**Directions for this task**:
Please show every line of the data below that contains the word "fireplace", copying each line in full.

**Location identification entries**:
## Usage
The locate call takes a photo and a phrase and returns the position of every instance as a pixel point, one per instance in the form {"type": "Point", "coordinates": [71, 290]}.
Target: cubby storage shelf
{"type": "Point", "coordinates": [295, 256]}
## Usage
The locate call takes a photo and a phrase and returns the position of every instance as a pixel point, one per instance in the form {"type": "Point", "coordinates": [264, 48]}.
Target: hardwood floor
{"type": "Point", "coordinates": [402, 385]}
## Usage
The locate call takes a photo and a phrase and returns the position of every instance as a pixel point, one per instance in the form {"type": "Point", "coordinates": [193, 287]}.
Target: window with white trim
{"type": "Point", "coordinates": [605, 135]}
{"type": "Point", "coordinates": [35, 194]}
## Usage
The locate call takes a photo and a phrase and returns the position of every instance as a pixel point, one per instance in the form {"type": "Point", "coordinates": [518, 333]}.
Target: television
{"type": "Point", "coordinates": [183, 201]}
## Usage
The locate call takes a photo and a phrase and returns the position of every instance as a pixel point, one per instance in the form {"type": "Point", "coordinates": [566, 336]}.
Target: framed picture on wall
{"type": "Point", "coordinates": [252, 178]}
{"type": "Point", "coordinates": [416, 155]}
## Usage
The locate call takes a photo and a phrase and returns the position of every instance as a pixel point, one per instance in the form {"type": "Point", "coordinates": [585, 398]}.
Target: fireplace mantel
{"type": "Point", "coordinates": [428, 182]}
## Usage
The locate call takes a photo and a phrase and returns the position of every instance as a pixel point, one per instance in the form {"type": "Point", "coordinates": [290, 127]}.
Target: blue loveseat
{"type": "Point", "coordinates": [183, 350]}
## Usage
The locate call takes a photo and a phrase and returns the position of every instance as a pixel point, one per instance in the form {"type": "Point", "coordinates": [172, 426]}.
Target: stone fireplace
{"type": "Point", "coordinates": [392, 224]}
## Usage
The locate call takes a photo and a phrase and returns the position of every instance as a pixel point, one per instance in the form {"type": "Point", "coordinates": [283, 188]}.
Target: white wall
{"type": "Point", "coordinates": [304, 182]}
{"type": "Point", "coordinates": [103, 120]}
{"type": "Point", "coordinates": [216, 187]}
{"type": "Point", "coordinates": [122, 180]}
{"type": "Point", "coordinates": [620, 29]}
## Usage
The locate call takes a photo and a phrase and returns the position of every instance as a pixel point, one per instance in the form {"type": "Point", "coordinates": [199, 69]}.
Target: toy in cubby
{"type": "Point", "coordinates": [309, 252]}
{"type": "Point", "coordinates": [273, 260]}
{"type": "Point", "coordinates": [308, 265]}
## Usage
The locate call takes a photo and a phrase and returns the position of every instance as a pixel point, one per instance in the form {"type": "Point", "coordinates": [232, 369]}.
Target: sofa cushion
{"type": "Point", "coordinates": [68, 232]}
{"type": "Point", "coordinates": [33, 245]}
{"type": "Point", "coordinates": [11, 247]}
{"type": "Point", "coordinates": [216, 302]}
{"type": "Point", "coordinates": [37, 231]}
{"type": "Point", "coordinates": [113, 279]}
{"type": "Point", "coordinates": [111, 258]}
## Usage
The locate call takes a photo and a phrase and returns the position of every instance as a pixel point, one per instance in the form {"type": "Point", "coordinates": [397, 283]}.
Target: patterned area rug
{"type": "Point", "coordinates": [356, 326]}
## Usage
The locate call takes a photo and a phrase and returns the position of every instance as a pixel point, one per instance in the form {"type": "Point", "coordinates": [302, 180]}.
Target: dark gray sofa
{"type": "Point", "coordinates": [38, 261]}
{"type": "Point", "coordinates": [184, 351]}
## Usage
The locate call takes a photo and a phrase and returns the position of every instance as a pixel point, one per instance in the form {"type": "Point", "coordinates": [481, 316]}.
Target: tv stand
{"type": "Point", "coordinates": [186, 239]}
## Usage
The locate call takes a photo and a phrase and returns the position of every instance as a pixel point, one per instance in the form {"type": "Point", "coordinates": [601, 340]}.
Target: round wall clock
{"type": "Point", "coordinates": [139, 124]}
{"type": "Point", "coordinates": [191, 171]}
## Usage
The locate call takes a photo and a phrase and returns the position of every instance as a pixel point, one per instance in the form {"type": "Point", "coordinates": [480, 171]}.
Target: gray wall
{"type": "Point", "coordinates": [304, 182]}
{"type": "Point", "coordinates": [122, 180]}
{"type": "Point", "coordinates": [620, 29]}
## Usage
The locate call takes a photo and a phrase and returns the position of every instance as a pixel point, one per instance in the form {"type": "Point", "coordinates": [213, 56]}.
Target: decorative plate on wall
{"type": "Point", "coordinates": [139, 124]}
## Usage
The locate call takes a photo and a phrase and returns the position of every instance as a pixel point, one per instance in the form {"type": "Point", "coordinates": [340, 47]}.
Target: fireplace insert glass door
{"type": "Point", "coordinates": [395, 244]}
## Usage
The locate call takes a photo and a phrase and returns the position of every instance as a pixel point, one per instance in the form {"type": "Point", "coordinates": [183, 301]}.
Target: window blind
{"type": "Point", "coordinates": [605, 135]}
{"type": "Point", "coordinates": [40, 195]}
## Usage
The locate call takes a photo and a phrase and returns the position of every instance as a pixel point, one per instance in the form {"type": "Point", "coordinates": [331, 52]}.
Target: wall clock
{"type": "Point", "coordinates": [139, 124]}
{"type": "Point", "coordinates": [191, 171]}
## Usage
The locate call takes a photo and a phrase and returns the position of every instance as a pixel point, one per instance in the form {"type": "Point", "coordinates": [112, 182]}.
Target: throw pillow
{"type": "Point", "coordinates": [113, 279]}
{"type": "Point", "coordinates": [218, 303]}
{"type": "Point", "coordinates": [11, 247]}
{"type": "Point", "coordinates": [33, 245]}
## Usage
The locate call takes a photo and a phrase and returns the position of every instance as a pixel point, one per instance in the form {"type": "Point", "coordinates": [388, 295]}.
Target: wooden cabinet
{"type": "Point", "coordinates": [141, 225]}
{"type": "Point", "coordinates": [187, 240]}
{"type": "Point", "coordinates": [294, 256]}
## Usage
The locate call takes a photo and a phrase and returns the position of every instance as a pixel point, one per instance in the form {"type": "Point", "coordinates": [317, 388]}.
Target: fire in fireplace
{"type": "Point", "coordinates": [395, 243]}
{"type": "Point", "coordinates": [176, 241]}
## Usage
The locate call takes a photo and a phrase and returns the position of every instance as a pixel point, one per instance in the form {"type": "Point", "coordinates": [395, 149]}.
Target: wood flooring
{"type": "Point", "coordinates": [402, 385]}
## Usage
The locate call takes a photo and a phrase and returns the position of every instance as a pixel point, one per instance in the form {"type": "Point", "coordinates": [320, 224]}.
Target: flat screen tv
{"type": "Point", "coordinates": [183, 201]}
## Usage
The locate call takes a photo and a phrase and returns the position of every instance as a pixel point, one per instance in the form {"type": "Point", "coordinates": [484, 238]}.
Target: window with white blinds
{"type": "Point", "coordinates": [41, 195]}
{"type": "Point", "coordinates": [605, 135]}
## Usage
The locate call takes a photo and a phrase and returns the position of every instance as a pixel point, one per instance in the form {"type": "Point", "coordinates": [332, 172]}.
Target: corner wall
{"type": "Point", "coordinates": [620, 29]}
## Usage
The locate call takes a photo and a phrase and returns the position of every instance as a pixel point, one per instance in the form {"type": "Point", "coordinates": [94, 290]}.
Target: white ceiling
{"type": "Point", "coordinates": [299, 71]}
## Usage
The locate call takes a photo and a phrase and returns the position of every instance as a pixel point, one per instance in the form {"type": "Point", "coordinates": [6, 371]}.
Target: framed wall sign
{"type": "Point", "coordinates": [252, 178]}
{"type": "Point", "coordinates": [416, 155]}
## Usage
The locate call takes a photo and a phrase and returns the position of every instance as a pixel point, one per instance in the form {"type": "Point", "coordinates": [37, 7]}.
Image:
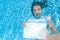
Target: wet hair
{"type": "Point", "coordinates": [41, 4]}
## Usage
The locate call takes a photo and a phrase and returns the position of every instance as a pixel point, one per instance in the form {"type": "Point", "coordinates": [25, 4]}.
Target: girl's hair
{"type": "Point", "coordinates": [41, 4]}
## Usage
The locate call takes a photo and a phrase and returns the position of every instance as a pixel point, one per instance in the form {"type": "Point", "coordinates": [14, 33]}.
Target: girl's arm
{"type": "Point", "coordinates": [51, 24]}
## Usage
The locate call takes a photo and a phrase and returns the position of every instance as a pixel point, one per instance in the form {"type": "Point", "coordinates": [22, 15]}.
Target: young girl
{"type": "Point", "coordinates": [36, 27]}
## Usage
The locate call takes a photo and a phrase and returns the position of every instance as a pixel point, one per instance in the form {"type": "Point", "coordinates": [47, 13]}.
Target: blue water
{"type": "Point", "coordinates": [14, 12]}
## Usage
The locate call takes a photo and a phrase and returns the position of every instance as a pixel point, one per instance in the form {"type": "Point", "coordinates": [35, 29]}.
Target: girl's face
{"type": "Point", "coordinates": [37, 11]}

**Response for this exercise**:
Target: fireplace mantel
Target: stone fireplace
Target: fireplace insert glass door
Target: fire in fireplace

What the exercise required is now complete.